ACTION ITEM — Pull every line holding the word "pencil" from the data below and copy it.

***** DATA LISTING *****

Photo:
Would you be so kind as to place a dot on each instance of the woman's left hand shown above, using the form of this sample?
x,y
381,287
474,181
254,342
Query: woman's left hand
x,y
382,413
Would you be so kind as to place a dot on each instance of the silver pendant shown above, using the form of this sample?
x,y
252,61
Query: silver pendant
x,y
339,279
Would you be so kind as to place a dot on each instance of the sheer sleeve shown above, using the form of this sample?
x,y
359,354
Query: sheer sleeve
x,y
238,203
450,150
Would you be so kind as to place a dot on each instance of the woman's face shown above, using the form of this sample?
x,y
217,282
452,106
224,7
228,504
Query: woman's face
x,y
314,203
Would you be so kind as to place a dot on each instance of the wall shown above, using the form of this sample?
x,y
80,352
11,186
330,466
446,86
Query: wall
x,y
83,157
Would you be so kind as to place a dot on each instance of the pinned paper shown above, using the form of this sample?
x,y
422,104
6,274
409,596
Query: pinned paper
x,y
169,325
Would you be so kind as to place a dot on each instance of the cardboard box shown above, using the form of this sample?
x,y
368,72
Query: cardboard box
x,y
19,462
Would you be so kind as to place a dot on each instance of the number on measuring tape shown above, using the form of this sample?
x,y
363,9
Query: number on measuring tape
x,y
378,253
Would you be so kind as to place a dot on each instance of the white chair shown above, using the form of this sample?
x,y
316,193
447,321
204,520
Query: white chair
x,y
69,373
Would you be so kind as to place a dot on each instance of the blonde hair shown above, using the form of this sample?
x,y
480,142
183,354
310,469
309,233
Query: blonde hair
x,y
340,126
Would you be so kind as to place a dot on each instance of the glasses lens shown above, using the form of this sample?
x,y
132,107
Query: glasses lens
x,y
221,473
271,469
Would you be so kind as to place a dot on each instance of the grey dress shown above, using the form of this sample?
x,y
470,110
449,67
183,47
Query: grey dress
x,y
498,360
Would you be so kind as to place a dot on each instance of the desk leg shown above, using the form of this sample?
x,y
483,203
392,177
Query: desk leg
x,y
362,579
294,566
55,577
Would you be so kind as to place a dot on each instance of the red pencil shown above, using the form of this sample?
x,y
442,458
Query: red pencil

*****

EXERCISE SOLUTION —
Would you be so kind as to place a dot on each instance of the red pencil shown above, using the form of this sample?
Query: red pencil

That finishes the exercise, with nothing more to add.